§ **EXCERPTED PASSAGE**:

__________

Fifth, she accepts the fact that sometimes “others can, I cannot.” It is an exercise in futility to compare her capabilities with those of others, since each woman is “fearfully and wonderfully made” (Ps 139:14).

Finally, the worthy woman has a clear perspective regarding her body cycling. She wisely accommodates to its ebb and flow. The circumspect physical conditioning of the worthy woman allows her to be involved in the lives of others. She will balance the care of her home with the care of her body to avoid becoming a worried, frazzled, and defensive woman who sacrifices herself on the altar of domesticity or physical fitness.

Being Economical

She perceives that her merchandise is profitable.
–PROV 31:18A

Budget and diet are two words that conjure up visions of economic and nutritional deprivation. Each word, however, possesses both a positive and a negative connotation. A budget can be established for either a high or low income. A diet can constitute an unlimited or restrictive daily caloric intake. The principle of being economical challenges the worthy woman to refrain from wasting time, money, fuel, or any other resource. Implementation of this principle ensures that she operates her home on a budget (a plan for spending) and that it balances each month (not too much month at the end of money).

The worthy woman of Proverbs 31 perceives that money involves stewardship. As an accomplished seamstress and nutritionist, she recognizes quality. With a practiced.eye, she seeks out bargains that reflect excellence. Concurrently, her knowledge and skill allow her to make appropriate decisions regarding whether to make the purchase, pay for the service, or personally perform the task.

Being Unselfish

She puts her hands to the distaff,
and her hands hold the spindle.
She opens her hand to the poor
and reaches out her hands to the needy.
-PROV 31:19-20

Selfishness is a trait that the worthy woman seeks to eliminate from the list of her character qualities. By definition it means having such regard for one’s own interests and advantage that the happiness and welfare of others become of less concern than is appropriate. Selfishness stems from pride and is first in the list of sins most detested by God (Prov 6:16-19). Taken to extremes, it can be deadly.

The body of an ancient woman mummified by the volcanic ashes of Mount Vesuvius was unearthed when the Roman City of Pompeii was excavated. Her feet pointed toward the city gate, but her outreached arms and fingers were straining for something that lay behind her. The treasure for which she was grasping was a bag of pearls. Of her it was written, “Though death was hard at her heels, and life was beckoning to her beyond the city gates, she could not shake off their spell, but it was not the eruption of Vesuvius that made her love pearls more than life. It only froze her in this attitude of greed.” Her position told a tragic story of selfishness.

Anything can fuel the flames of excessive desire and greed. If not checked, they can destroy women (Prov 1:19). The wealthy landowners in Isaiah’s day acquired more and more houses and fields until they had a monopoly (Isa 5:8). But God said that they would become desolate and their lands would not produce (vv. 9-10). Wise is the woman who lives by the principle that if she is not satisfied with what she has, she will never be satisfied with what she wants.

__________

§ **DATA ROWS**:
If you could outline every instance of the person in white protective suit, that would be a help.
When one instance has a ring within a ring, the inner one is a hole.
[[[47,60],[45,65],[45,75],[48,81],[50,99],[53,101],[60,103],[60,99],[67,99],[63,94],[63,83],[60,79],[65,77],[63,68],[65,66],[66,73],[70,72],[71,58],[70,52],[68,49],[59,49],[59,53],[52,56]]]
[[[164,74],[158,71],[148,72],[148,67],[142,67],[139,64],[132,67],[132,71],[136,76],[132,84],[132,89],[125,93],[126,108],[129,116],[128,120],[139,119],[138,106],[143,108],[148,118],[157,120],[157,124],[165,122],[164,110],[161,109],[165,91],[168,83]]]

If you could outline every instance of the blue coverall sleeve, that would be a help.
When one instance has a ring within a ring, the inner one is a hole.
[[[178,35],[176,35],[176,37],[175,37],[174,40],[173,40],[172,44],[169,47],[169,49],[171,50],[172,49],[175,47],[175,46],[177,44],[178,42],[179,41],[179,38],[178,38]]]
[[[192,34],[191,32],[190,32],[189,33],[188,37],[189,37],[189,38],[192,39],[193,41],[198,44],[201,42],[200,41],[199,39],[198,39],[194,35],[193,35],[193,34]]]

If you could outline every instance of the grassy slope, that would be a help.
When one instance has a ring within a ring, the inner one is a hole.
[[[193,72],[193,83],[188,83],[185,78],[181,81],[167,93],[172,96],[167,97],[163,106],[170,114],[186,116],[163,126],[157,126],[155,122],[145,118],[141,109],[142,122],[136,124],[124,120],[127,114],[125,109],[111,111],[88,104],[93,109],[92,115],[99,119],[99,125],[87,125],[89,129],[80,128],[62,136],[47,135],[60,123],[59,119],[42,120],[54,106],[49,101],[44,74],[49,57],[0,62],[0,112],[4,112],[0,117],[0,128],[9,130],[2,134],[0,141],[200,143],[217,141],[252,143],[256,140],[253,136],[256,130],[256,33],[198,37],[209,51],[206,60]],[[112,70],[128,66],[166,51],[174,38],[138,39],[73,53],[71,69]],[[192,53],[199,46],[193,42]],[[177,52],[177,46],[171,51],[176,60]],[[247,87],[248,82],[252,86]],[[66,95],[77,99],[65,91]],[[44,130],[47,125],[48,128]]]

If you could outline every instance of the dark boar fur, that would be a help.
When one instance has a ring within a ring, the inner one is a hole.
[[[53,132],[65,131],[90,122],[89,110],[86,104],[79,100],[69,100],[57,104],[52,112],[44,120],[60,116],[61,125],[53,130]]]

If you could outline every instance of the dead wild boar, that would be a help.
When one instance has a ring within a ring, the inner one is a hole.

__________

§ **WRITTEN TASKS**:
1. Write out the passage on the worthy woman from "-PROV 31:19-20" down to "can be deadly.", leaving every word unchanged.
2. Reproduce the listing from the line containing "If you could outline every instance of the dead" down to the end of the listing, substituting "feral hog" for "wild boar" and keeping everything else unchanged.
The passage on the worthy woman and the listing above are unrelated to each other.

§ **WORKED SOLUTIONS**:
1.
-PROV 31:19-20

Selfishness is a trait that the worthy woman seeks to eliminate from the list of her character qualities. By definition it means having such regard for one’s own interests and advantage that the happiness and welfare of others become of less concern than is appropriate. Selfishness stems from pride and is first in the list of sins most detested by God (Prov 6:16-19). Taken to extremes, it can be deadly.

2.
If you could outline every instance of the dead feral hog, that would be a help.
When one instance has a ring within a ring, the inner one is a hole.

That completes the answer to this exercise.